Marine creatures are well adapted to their environment, and scientists want to employ their sensory abilities to pick up signals that might be missed by conventional technology.
This could mean anything from monitoring fluctuations in schools of sea bass to microbes responding to the magnetic signatures emitted by submarines.
The Persistent Aquatic Living Sensors (PALS) programme will make use of this information to transform these creatures into self-sustaining populations of underwater spies.
“The US Navy’s current approach to detecting and monitoring underwater vehicles is hardware-centric and resource intensive,” said programme manager Dr Lori Adornato as the initiative was launched last year.
“As a result, the capability is mostly used at the tactical level to protect high-value assets like aircraft carriers, and less so at the broader strategic level.
“If we can tap into the innate sensing capabilities of living organisms that are ubiquitous in the oceans, we can extend our ability to track adversary activity and do so discreetly, on a persistent basis, and with enough precision to characterise the size and type of adversary vehicles.”
A total of $45m (£35m) has now been distributed to five research teams, each of which is working on a particular organism and developing technologies to monitor them and beam information back to the scientists.

★ ★ ★

## What you will do
A – In the passage on the PALS program, how much money has been distributed, and to how many research teams?
B – According to the passage on the PALS program, why is the US Navy's underwater detection capability used mostly at the tactical level?

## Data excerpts
★ ★ ★

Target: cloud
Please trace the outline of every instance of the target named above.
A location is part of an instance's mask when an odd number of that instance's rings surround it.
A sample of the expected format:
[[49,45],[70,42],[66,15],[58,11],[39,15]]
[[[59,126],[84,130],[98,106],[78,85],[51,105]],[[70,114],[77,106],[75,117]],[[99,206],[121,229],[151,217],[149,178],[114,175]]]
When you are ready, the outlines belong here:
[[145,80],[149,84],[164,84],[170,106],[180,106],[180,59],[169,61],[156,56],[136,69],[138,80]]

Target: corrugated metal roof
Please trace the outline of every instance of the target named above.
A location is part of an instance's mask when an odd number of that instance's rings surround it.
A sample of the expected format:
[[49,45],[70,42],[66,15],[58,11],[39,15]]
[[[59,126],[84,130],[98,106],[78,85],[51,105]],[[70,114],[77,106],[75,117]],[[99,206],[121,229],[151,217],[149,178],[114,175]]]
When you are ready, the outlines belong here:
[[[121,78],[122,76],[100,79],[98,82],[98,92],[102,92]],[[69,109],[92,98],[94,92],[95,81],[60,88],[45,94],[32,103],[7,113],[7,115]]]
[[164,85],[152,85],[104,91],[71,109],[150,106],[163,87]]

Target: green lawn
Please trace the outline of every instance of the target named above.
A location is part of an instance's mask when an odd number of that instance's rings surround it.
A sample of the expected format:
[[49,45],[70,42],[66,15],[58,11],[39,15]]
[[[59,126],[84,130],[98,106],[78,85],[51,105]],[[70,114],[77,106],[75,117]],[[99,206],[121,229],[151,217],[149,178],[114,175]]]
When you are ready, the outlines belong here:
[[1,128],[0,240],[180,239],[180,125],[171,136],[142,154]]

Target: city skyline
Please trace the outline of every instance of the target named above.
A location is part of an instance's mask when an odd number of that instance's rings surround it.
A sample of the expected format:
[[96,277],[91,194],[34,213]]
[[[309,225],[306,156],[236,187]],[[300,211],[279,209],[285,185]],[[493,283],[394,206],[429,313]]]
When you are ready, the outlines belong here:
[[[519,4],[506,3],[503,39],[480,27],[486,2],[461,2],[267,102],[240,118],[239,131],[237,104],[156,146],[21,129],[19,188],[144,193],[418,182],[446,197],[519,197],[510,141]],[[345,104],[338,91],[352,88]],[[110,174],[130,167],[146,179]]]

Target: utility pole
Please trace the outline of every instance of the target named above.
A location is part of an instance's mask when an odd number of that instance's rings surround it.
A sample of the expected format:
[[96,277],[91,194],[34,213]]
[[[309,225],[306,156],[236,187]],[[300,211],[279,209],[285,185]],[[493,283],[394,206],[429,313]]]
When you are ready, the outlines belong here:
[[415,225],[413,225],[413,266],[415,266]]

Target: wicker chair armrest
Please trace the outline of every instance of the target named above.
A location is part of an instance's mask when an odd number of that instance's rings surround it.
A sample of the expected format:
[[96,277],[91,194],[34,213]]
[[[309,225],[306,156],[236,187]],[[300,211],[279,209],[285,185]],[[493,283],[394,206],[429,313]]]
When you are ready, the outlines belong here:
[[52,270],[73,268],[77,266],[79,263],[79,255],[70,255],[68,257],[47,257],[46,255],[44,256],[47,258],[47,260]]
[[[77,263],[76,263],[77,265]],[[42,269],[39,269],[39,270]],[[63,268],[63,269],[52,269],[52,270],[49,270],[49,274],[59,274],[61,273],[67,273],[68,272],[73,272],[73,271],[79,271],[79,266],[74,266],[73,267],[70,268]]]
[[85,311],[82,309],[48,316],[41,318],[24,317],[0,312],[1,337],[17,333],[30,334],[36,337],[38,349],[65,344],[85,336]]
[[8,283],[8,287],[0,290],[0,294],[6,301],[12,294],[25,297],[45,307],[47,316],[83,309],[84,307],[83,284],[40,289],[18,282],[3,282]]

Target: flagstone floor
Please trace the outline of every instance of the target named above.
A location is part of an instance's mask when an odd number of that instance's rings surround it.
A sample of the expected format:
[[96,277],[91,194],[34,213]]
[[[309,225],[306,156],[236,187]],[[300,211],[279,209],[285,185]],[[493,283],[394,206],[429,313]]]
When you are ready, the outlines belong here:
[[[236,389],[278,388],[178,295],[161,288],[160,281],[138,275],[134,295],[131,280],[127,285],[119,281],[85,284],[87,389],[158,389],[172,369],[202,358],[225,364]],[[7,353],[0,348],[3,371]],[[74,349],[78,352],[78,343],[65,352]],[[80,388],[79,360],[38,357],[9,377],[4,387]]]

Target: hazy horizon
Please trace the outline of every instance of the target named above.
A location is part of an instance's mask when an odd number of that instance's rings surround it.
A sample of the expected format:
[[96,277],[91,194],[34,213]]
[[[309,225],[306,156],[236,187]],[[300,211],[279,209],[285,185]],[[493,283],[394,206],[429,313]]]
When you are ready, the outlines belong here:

★ ★ ★

## Responses to the exercise
A – $45m (£35m) has been distributed to five research teams.

B – The Navy's current approach to detecting and monitoring underwater vehicles is hardware-centric and resource intensive. As a result, it is mostly used to protect high-value assets like aircraft carriers rather than at the broader strategic level.